++++ Materials provided
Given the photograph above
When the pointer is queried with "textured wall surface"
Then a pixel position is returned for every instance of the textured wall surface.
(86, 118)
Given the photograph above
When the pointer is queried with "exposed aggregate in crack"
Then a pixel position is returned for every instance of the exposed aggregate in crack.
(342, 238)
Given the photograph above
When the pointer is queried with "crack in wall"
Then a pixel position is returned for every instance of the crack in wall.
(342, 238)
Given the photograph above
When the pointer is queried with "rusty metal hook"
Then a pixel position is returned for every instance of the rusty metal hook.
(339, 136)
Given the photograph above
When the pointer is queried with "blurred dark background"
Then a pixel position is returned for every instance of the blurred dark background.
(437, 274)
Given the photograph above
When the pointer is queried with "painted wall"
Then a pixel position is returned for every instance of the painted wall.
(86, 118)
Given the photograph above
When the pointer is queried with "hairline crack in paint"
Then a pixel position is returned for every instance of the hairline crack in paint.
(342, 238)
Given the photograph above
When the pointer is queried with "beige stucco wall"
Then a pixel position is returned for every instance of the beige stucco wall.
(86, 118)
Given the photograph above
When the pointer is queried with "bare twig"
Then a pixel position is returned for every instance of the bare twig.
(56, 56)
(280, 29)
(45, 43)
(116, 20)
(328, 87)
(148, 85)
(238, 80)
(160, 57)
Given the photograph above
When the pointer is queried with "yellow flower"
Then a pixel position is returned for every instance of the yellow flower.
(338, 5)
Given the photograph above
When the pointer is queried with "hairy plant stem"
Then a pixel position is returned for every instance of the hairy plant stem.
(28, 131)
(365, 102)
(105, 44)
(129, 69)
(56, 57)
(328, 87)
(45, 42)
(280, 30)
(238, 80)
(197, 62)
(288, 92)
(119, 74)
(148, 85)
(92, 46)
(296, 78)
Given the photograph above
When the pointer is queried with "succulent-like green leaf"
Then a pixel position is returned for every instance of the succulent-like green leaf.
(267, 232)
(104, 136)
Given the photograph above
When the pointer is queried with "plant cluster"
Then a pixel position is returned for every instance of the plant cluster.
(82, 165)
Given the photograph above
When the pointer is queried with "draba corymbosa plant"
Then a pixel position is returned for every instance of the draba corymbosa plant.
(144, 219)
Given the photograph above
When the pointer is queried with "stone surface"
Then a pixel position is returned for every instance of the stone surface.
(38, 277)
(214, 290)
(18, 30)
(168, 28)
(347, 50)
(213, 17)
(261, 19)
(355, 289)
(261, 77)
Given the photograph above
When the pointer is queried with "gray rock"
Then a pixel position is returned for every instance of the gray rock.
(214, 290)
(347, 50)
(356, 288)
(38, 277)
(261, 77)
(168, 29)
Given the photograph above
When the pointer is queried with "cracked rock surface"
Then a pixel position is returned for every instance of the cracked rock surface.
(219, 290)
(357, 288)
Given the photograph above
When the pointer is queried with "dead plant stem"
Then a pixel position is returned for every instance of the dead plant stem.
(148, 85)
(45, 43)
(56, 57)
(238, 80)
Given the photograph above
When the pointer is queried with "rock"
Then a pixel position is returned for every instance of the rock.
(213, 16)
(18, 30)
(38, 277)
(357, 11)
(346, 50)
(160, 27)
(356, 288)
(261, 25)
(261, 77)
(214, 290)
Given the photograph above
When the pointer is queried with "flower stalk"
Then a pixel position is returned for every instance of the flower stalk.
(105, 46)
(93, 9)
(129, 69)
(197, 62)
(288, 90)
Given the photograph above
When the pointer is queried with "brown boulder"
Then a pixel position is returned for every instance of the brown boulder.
++++++++
> Set problem: Repeat the material above exactly.

> Result for this exercise:
Given the photograph above
When the pointer is queried with "textured wall surface"
Then a pixel position is returned for every instance of the textured wall surface.
(86, 118)
Given the photograph above
When the pointer is queried with "exposed aggregate in crack"
Then a pixel position is returned for every instance of the exposed aggregate in crack.
(342, 238)
Given the photograph above
When the pointer is queried with "crack in wall"
Then a pixel position is returned for every instance of the crack in wall.
(342, 238)
Given the photograph above
When the pointer is queried with "rusty metal hook"
Then a pixel position is returned for every instance of the rusty metal hook.
(339, 136)
Given the photograph above
When the pointer is queried with "blurred dark background"
Then a pixel position is returned for every instance of the blurred dark background.
(437, 274)
Given the photograph above
When the pointer is queried with "painted wall"
Then a pixel position is returned for every instance of the painted wall.
(86, 118)
Given the photograph above
When the pointer is queried with "hairline crack in paint"
Then a pixel position is returned for every instance of the hairline crack in paint.
(342, 238)
Given the photograph above
When the pointer is queried with "beige stucco wall"
Then a pixel position is returned for every instance of the beige stucco wall.
(86, 118)
Given the photograph above
When the pointer is queried with "bare twig"
Then a pixel position is returned for every instance of the bare twig.
(56, 56)
(280, 29)
(45, 43)
(116, 20)
(328, 87)
(148, 85)
(238, 80)
(160, 57)
Given the photograph above
When the pointer is queried with "yellow flower"
Then a pixel position is returned for every instance of the yellow flower.
(338, 5)
Given the photograph above
When the pointer is queried with "hairy plant stem"
Then a pixel position is returned for every instance of the hairy plant stem.
(28, 131)
(365, 102)
(105, 44)
(129, 69)
(56, 57)
(328, 87)
(45, 42)
(280, 30)
(238, 80)
(197, 62)
(288, 92)
(119, 74)
(148, 85)
(92, 46)
(296, 78)
Given the photograph above
When the pointer is queried with "succulent-like green leaf"
Then a pixel position is returned for every instance of the succulent-like green leaf.
(267, 232)
(104, 136)
Given the photograph above
When the pointer is queried with "plant cluster"
Then a pixel position is returned for every instance of the plant cluster.
(82, 165)
Given the photograph above
When the pointer is queried with "draba corymbosa plant"
Then a pixel position is returned for every instance of the draba corymbosa plant.
(144, 219)
Given the photograph above
When the pointer is queried with "stone surface"
Then a pixel position is returned for every instance of the stone surface.
(38, 277)
(214, 290)
(18, 30)
(168, 28)
(347, 50)
(213, 17)
(261, 19)
(355, 289)
(261, 77)
Given the photograph above
When the pointer is queried with "gray rock"
Then a pixel position is returned for every instance of the gray rock.
(214, 290)
(347, 50)
(356, 288)
(38, 277)
(261, 77)
(168, 29)
Given the photograph above
When the pointer is queried with "cracked rock surface"
Then a pixel position is returned for every instance of the cracked rock surface.
(219, 290)
(357, 288)
Given the photograph above
When the pointer is queried with "dead plant stem"
Then a pixel position is returned for every instance of the dead plant stem.
(148, 85)
(45, 43)
(56, 57)
(238, 80)
Given the photograph above
When the pointer is queried with "rock"
Then a pixel position is returned for every instance of the rock.
(213, 16)
(18, 30)
(38, 277)
(357, 11)
(346, 50)
(160, 27)
(356, 288)
(261, 25)
(261, 77)
(214, 290)
Given the photograph above
When the pointer is queried with "flower stalk"
Then a pixel position is returned for every instance of the flower stalk.
(105, 46)
(93, 9)
(129, 69)
(197, 62)
(288, 90)
Given the photograph above
When the pointer is queried with "brown boulder"
Then a pixel position is returned for every instance of the brown boulder.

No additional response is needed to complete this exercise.